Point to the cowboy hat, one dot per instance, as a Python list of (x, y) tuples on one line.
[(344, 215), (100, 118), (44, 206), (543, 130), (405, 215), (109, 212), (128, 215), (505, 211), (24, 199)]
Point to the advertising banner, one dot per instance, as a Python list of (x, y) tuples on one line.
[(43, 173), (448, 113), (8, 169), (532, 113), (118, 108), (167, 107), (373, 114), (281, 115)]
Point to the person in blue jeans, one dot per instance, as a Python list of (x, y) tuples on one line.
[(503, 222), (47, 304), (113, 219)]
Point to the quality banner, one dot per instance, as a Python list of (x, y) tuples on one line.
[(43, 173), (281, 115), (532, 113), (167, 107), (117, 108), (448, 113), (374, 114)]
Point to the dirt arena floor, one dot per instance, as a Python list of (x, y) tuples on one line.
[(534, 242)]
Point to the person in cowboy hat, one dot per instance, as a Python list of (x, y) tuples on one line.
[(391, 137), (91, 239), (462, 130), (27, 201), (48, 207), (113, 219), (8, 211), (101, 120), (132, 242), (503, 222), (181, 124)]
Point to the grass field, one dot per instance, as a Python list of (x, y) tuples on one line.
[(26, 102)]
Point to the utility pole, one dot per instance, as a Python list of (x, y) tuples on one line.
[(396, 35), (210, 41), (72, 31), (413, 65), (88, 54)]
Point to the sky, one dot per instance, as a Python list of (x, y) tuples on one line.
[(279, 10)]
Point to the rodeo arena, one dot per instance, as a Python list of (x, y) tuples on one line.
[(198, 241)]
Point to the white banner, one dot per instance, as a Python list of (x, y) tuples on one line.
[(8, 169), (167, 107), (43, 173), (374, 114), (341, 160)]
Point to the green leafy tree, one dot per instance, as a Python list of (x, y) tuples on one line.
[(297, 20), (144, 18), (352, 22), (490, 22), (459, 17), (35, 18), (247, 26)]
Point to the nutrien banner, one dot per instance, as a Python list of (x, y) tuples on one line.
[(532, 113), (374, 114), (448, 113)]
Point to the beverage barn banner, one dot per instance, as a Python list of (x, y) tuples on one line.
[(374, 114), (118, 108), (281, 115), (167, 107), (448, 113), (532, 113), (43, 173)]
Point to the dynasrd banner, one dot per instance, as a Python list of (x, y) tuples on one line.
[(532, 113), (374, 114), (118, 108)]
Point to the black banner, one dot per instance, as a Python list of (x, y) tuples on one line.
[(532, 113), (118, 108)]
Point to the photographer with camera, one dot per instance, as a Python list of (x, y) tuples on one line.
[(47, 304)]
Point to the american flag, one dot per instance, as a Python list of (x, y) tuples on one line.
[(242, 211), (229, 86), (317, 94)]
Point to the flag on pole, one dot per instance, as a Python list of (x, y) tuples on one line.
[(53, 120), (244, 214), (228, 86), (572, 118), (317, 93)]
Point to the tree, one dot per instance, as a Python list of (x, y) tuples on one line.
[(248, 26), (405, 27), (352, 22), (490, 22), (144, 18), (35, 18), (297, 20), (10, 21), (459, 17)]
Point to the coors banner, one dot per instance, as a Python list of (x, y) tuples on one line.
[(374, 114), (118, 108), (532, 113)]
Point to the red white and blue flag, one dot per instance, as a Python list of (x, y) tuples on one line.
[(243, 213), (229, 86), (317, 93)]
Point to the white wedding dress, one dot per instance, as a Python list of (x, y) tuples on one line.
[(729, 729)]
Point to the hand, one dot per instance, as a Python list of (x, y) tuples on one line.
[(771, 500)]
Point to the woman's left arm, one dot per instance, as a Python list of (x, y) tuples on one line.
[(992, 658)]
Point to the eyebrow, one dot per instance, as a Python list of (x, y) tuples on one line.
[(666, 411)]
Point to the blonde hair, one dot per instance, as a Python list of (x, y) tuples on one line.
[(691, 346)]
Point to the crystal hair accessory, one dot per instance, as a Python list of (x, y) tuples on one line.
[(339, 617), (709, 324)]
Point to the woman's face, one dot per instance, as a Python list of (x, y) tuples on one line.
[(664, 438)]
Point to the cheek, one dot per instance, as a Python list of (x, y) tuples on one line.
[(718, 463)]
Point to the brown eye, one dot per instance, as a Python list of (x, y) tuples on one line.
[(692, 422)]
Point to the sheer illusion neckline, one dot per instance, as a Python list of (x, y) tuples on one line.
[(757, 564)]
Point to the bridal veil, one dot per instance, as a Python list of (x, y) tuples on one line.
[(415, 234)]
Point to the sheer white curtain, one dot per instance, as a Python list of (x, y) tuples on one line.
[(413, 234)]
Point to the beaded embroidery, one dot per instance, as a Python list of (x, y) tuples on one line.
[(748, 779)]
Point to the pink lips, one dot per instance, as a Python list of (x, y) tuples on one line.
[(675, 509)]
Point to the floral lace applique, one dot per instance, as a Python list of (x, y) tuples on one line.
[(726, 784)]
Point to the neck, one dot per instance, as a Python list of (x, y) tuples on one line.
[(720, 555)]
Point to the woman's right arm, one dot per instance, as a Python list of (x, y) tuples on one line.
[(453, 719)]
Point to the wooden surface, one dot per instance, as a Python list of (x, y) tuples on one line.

→ **SET PROBLEM**
Copy out all of the records above, putting "one dot per object" in place of every occurrence of "one dot per instance" and changing nothing else.

→ **REPLY TO THE EXERCISE**
Point to the cowboy hat, one dot per object, as a Python list of (x, y) tuples on one line.
[(344, 215), (100, 118), (44, 206), (543, 130), (405, 215), (109, 212), (128, 215), (505, 211), (24, 199)]
Point to the advertising banner, one dot per object, as a Python list of (x, y) tuples on one line.
[(43, 173), (448, 113), (8, 169), (532, 113), (118, 108), (167, 107), (373, 114), (281, 115)]
Point to the person in blue jeans, one dot per object, as a Python list of (x, y) tuples on one line.
[(503, 222), (47, 304), (113, 219)]
Point to the quality banner, one dot per object, as a Python list of (x, y) tuples on one line.
[(43, 173), (281, 115), (532, 113), (167, 107), (117, 108), (448, 113), (374, 114)]
Point to the dirt arena floor, one dot per object, as a Python list of (x, y) tuples on one line.
[(534, 242)]
Point to the person in cowboy hat, one dot per object, as a Python list of (x, y) tuples on one line.
[(391, 137), (91, 239), (462, 130), (27, 201), (48, 207), (113, 219), (8, 211), (101, 120), (132, 242), (503, 222), (181, 124)]
Point to the grass field, one dot per object, as a Python list of (x, y) tuples on one line.
[(26, 102)]
Point to the utility pole, one dot per object, as a Python list of (x, y) tuples on one line.
[(396, 35), (210, 41), (72, 31), (413, 65), (88, 54)]
Point to the sky, one dot per object, as a Python list of (x, y) tuples on one line.
[(279, 10)]
Point to the rodeo arena, one dot per object, as a Python list of (x, y) tuples on one line.
[(198, 241)]
Point to the white banner, one dot per object, as a Python list of (x, y) tuples on one line.
[(8, 169), (167, 107), (43, 173), (374, 114), (341, 160)]
Point to the green leafy tree, one dot per object, as a Python list of (x, y) tuples on one line.
[(297, 20), (144, 18), (352, 22), (490, 22), (459, 17), (35, 18), (247, 26)]
Point to the nutrien banner, one dot per object, as a Python list of (x, y) tuples on one line.
[(532, 113), (374, 114), (448, 113)]
Point to the beverage barn banner, one dot per object, as a Python list of (x, y) tuples on one line.
[(374, 114), (118, 108), (281, 115), (167, 107), (448, 113), (532, 113), (43, 173)]
Point to the dynasrd banner, one dot per object, as a Python list of (x, y) tuples on one line.
[(532, 113), (374, 114), (118, 108)]
Point to the black banner, one dot per object, as a Python list of (x, y) tuples on one line.
[(532, 113), (118, 108)]
Point to the photographer with camera, one dot per object, as a Python list of (x, y) tuples on one line.
[(47, 304)]
Point to the american flag, one dot per object, as a Python list of (x, y) tuples on one line.
[(242, 211), (229, 86), (317, 94)]
Point to the flag on pole, one dot per object, as a Python list of (x, y) tuples on one line.
[(53, 120), (244, 214), (228, 86), (572, 118), (317, 93)]
Point to the tree, one dot per object, as a Python list of (x, y) tuples on one line.
[(248, 26), (405, 27), (352, 22), (490, 22), (144, 18), (35, 18), (297, 20), (10, 21), (459, 17)]
Point to the coors banner, one dot per object, as a Python list of (x, y) tuples on one line.
[(374, 114), (118, 108), (532, 113)]
Point to the red white and blue flag, one dot per object, as a Python list of (x, y) tuples on one line.
[(243, 213), (229, 86), (317, 93)]
Point to the white wedding dress, one dot per object, as a Python list of (x, y) tuples on one line.
[(729, 729)]
Point to the hand, one dot per object, as a Python list of (x, y) tuples on one line.
[(771, 500)]
Point to the woman's left arm, one dot per object, as a Python list of (x, y) tuples on one line.
[(992, 658)]
Point to the eyebrow, one dot per object, as a Python list of (x, y) tuples on one line.
[(666, 411)]
Point to the blonde hair, one dot per object, as a Python list of (x, y) tuples on one line.
[(691, 346)]
Point to the crystal hair accessory, one dot per object, as a Python list of (x, y) tuples on one line.
[(339, 617), (709, 324)]
Point to the woman's face, one dot per object, as a Python list of (x, y) tuples on one line.
[(664, 438)]
Point to the cheek, one dot per object, as a Python list of (x, y) tuples on one line.
[(718, 463)]
Point to the brown eye, one dot per object, as a Python list of (x, y) tuples on one line.
[(692, 422)]
Point to the sheer illusion neckline, one dot per object, as a Python list of (x, y) tuples on one line.
[(757, 564)]
Point to the bridal veil, one dot per object, as a Python list of (x, y) tuples on one line.
[(415, 234)]
Point to the sheer white curtain, one dot per object, as a Python list of (x, y) tuples on one line.
[(413, 234)]
Point to the beaded embroidery, one dot per object, as a Python list of (x, y) tuples on one line.
[(748, 779)]
Point to the pink lips, one dot per object, as a Python list of (x, y) tuples on one line.
[(675, 509)]
Point to the floral lace applique, one dot per object, as a Python list of (x, y) tuples on one line.
[(726, 784)]
Point to the neck, one dot per object, as a Python list of (x, y) tuples on one line.
[(720, 555)]
Point to the woman's right arm, one dot per object, as a Python list of (x, y) tuples on one line.
[(453, 719)]
Point to the wooden surface, one dot per object, as a Python list of (x, y) tuples on one line.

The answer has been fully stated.